• **Your task**
Write out again only the lines running from the one that contains "If you could point to the stone pathway" to the end of the records below, including both the first and the last.
═════ Data provided
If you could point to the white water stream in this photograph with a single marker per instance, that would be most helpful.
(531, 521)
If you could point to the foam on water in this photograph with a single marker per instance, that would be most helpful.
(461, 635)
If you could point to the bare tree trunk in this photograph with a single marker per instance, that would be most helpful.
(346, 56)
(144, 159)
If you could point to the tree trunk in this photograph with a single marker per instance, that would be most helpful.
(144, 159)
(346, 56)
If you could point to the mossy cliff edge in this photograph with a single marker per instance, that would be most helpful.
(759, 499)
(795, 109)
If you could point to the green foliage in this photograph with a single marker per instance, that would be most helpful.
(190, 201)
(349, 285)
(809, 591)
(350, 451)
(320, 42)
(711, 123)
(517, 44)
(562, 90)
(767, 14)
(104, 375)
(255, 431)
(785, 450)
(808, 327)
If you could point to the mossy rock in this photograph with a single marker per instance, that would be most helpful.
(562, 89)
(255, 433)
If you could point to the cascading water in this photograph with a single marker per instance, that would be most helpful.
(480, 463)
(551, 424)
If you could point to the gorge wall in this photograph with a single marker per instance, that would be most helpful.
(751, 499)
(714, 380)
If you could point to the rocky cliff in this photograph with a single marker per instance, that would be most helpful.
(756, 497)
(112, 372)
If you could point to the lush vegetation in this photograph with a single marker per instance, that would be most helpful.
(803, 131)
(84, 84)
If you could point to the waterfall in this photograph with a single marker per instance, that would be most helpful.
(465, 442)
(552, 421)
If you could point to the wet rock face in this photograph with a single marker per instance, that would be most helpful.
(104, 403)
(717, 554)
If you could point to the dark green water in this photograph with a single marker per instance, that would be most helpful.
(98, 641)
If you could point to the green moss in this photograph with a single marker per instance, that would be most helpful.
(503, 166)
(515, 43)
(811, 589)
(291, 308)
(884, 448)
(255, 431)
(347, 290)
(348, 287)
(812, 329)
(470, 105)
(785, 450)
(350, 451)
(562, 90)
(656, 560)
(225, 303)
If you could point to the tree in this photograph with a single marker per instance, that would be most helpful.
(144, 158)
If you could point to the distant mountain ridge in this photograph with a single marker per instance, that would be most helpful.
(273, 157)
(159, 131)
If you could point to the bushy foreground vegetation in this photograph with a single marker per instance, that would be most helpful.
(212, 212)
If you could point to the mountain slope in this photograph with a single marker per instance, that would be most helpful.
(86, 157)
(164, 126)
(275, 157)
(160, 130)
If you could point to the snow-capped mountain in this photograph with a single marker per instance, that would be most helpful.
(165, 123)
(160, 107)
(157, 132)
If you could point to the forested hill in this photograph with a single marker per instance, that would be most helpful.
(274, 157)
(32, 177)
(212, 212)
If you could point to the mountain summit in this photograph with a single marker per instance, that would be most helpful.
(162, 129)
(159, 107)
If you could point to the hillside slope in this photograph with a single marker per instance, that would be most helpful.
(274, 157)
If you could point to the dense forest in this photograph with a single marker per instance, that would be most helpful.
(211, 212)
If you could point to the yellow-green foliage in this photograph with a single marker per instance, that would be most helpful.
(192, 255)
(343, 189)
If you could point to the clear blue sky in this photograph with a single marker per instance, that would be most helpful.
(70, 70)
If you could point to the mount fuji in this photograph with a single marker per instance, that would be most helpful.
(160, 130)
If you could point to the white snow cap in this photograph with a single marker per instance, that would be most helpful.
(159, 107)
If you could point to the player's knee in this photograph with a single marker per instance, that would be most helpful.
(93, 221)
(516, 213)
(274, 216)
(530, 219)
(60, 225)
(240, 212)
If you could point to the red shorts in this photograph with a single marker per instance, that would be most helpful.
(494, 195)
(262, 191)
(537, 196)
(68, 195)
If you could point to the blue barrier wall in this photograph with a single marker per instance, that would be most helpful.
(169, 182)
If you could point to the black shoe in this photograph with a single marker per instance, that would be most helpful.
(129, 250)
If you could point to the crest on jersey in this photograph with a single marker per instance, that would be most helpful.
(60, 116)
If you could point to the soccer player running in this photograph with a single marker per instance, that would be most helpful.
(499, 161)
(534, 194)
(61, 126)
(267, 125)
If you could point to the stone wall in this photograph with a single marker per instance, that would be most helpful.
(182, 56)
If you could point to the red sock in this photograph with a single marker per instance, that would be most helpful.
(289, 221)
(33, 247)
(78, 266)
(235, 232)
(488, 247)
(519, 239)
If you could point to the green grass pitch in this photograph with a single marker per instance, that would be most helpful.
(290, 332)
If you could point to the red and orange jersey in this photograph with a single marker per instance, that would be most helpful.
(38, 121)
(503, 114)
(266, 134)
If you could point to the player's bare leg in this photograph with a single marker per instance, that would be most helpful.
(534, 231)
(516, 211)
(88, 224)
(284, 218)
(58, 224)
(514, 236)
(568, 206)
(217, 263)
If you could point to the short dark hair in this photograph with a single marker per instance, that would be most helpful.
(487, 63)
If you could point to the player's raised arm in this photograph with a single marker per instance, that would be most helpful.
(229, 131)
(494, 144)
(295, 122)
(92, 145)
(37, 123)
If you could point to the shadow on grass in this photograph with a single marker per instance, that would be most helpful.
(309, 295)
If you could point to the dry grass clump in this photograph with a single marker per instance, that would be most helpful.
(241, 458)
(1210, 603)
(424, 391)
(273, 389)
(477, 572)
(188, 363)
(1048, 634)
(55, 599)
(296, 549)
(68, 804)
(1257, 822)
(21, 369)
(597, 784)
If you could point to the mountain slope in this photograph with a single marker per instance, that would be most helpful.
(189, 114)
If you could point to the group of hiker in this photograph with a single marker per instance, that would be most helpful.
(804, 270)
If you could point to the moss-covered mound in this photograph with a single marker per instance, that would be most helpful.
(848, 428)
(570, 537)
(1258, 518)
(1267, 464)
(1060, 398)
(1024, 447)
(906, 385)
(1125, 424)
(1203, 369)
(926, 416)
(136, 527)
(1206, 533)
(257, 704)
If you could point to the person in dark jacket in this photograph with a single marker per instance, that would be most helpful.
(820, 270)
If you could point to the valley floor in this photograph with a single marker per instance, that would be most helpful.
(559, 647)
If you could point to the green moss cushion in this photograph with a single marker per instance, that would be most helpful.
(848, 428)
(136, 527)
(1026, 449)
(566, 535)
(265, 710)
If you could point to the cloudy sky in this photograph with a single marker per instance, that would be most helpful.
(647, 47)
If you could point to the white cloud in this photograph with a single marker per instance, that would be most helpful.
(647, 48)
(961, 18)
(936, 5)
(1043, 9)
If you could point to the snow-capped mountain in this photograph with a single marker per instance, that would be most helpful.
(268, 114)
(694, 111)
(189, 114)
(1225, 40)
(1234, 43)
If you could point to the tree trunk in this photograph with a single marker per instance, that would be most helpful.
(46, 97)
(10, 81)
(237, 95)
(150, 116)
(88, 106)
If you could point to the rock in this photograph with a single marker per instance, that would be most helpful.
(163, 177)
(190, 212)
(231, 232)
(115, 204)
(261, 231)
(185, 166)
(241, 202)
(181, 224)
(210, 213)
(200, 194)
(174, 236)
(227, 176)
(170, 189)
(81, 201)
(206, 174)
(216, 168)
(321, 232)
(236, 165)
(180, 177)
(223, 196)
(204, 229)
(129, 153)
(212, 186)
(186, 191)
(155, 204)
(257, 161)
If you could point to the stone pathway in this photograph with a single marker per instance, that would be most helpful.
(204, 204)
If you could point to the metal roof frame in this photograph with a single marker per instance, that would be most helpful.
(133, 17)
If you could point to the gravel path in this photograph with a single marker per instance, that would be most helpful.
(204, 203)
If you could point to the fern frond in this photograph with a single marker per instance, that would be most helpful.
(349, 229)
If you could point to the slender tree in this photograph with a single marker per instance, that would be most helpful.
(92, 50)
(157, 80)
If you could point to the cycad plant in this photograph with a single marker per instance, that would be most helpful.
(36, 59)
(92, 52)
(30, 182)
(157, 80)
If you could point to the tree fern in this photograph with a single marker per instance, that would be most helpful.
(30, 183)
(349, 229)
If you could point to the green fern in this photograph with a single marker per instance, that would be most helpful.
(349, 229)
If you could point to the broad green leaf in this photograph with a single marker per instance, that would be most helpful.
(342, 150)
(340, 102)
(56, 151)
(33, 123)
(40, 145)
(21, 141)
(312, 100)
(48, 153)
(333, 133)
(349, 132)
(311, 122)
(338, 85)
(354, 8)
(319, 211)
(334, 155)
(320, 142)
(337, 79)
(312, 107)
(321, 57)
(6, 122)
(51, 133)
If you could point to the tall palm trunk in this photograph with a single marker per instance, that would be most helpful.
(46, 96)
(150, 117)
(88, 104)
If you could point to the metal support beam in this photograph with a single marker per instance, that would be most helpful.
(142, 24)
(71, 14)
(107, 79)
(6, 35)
══════════
• **Answer for the task**
If you could point to the stone pathway in this photograph with a single marker per instance, that would be most helpful.
(204, 204)
If you could point to the metal roof frame in this photograph with a single marker per instance, that would be most helpful.
(133, 17)
If you could point to the gravel path in this photograph with a single marker per instance, that would be most helpful.
(204, 203)
If you could point to the fern frond in this photograph with a single marker per instance, that would be most helpful.
(349, 229)
If you could point to the slender tree in this photograph with a single marker per instance, that would be most helpful.
(92, 50)
(157, 80)
If you could point to the cycad plant in this photograph with a single marker per instance, that would be most helpful.
(36, 59)
(92, 52)
(30, 182)
(157, 80)
If you could point to the tree fern in this photograph with a single marker per instance, that would be most helpful.
(30, 183)
(349, 229)
If you could point to the green fern in this photograph with a single marker per instance, that would be most helpful.
(349, 229)
If you could point to the broad green leaf in this photograph with a single marker per instance, that would be most helpful.
(342, 150)
(340, 102)
(56, 151)
(33, 123)
(40, 145)
(21, 141)
(312, 100)
(48, 153)
(333, 133)
(349, 132)
(311, 122)
(338, 85)
(354, 8)
(319, 211)
(334, 155)
(320, 142)
(337, 79)
(312, 107)
(321, 57)
(6, 122)
(51, 133)
If you could point to the tall palm trunk in this photograph with a single marker per instance, that would be most helpful.
(46, 96)
(150, 117)
(88, 104)
If you could point to the metal support beam in this photograph with a single marker per instance, that would be most helpful.
(142, 24)
(71, 14)
(107, 79)
(6, 35)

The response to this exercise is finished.